**ABOUT THIS TASK:** In the data that follows, find each line containing "image" and copy it.

**DATA TO USE:**
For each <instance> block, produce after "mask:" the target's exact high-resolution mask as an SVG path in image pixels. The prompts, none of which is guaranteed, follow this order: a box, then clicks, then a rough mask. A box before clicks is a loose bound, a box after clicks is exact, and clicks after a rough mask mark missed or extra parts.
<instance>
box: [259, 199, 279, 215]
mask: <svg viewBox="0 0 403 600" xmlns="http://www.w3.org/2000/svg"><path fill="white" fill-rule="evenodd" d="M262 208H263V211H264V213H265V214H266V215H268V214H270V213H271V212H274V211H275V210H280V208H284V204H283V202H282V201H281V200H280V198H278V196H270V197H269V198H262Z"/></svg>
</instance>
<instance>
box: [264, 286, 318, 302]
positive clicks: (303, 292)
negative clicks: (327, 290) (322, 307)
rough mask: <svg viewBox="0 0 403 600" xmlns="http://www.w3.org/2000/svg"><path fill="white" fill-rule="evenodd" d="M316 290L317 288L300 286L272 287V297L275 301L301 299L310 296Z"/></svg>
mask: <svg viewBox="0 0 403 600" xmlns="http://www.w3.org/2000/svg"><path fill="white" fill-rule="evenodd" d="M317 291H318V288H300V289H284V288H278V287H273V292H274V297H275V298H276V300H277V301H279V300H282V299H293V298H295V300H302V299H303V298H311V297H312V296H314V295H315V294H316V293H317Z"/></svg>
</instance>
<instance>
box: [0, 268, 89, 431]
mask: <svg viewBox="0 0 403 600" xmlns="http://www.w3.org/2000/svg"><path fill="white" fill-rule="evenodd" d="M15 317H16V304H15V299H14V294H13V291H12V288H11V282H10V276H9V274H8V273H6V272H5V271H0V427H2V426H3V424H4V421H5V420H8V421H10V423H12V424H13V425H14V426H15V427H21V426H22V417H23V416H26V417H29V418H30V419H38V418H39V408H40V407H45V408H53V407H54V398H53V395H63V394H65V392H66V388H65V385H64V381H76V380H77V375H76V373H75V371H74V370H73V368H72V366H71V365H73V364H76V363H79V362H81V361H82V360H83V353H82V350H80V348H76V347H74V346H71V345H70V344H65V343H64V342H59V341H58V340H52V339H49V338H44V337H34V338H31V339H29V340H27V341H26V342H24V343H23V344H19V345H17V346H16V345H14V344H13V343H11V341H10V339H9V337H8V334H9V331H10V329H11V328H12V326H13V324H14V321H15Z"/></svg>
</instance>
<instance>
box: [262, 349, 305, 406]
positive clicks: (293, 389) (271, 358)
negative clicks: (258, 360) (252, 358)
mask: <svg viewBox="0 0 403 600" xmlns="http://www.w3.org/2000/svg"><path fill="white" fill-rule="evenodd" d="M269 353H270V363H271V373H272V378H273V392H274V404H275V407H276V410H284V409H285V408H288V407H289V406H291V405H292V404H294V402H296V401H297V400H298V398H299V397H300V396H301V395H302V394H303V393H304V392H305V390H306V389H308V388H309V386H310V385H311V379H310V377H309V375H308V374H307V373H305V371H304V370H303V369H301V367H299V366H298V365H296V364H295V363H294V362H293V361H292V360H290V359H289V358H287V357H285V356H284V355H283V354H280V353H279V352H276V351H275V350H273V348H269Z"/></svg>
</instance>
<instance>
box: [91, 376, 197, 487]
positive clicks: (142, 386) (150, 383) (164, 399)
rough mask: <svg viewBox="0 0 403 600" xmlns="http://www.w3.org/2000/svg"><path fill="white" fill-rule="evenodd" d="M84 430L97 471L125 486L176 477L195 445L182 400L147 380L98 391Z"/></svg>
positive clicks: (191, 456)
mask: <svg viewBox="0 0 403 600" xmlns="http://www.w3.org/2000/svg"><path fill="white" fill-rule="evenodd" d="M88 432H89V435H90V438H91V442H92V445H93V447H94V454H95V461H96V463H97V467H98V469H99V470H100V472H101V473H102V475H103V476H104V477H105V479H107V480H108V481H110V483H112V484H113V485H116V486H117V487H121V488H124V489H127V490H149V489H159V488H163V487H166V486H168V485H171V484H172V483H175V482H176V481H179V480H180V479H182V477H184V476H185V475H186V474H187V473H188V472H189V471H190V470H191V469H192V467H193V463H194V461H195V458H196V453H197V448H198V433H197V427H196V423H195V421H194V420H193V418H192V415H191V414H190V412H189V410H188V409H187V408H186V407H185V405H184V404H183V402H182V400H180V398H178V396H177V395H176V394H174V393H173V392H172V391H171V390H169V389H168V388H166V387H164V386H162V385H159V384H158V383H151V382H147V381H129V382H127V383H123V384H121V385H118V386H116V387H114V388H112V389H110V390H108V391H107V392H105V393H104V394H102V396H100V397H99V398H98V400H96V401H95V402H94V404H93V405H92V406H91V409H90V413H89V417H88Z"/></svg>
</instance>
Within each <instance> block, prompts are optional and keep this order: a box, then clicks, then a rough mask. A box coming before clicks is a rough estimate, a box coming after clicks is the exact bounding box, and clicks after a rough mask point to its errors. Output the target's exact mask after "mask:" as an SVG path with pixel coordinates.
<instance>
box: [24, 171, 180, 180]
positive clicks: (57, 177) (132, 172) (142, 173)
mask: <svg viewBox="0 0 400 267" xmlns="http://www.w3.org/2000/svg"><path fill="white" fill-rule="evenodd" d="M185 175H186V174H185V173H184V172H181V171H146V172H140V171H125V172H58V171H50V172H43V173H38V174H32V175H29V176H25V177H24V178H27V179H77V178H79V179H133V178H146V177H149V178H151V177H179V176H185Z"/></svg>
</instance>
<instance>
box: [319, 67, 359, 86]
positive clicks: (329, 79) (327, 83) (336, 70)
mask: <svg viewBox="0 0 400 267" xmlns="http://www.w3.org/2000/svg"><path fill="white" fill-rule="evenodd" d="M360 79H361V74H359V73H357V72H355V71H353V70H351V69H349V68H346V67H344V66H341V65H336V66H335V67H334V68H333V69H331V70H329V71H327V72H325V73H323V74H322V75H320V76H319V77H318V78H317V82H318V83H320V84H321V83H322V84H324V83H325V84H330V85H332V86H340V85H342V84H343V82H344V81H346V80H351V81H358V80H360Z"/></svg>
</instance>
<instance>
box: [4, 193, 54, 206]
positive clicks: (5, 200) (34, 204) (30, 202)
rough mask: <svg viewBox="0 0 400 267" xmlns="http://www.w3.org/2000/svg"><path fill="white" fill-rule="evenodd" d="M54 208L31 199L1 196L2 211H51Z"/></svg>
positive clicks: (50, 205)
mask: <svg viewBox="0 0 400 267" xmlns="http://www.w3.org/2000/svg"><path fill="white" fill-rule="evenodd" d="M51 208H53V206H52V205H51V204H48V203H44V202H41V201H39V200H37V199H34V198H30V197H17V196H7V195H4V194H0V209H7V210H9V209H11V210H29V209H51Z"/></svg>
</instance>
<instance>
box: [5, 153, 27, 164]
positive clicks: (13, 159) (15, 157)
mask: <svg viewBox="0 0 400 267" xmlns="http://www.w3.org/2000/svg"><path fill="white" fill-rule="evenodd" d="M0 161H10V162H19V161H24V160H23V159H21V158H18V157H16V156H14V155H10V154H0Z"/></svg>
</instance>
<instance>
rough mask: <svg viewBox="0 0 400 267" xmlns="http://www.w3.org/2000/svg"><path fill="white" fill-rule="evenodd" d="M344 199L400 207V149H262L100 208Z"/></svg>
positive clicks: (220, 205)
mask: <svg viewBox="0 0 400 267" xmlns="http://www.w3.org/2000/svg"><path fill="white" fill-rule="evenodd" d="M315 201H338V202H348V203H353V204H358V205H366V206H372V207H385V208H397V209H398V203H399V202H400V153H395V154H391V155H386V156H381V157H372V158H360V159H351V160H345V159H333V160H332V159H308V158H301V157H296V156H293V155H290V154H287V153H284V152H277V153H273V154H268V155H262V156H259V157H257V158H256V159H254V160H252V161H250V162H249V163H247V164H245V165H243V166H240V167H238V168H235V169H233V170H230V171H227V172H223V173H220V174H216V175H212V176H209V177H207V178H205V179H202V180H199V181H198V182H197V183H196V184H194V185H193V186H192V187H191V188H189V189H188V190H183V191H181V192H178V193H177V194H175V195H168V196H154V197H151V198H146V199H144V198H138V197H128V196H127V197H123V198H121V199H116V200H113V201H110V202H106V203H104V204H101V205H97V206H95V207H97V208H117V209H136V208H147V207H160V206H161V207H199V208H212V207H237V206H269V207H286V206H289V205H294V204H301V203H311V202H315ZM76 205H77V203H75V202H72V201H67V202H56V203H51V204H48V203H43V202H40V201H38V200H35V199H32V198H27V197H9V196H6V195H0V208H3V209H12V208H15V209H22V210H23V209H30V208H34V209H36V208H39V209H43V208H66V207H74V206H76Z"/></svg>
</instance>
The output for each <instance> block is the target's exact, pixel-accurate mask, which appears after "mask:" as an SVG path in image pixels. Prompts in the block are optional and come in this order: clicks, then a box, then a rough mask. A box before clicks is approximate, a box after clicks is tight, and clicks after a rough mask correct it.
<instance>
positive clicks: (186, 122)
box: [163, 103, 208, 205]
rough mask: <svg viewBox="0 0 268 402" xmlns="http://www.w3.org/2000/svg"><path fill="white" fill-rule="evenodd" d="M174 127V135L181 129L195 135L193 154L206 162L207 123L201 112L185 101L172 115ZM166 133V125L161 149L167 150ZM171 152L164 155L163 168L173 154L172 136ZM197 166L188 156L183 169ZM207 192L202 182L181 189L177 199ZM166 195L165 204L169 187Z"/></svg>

**EXPECTED ANSWER:**
For each <instance> block, produce after "mask:" the target's exact high-resolution mask as an SVG path in image pixels. The prompts, none of which is guaranteed, follow this order: a box, then clicks, then a rough mask. A box before clicks is a loose bound, a box after clicks is exact, and clicks after a rough mask mark missed or extra parts.
The output for each <instance> block is the target's exact, pixel-accurate mask, which appears after "mask:" as an SVG path in image pixels. Prompts in the block are optional and come in this order: clicks, then a box, then a rough mask. A box before clicks is approximate, a box after clicks is tight, and clicks after a rough mask correct it.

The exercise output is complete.